*WHAT TO WORK ON:*
Write out the entries below as a JSON list of strings, one string per line, skipping blank lines and leaving out the pictures.

*AVAILABLE RECORDS:*

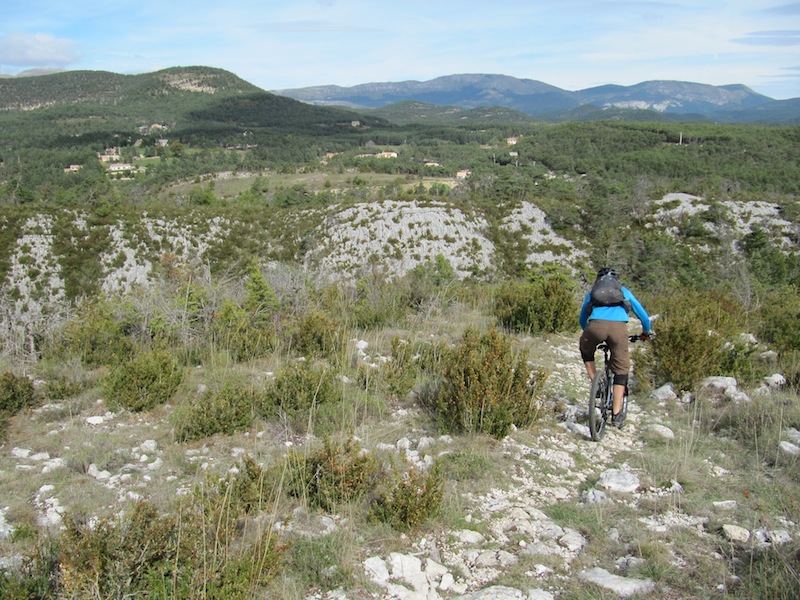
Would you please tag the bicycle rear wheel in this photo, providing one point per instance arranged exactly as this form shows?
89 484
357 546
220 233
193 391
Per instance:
597 405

*FINAL RESULT:*
[
  "Would you please tag the bicycle rear wheel in this photo, providing one point per instance arranged exactly as this form shows?",
  "89 484",
  "357 546",
  "220 233",
  "193 391",
  "Per instance:",
  "597 405"
]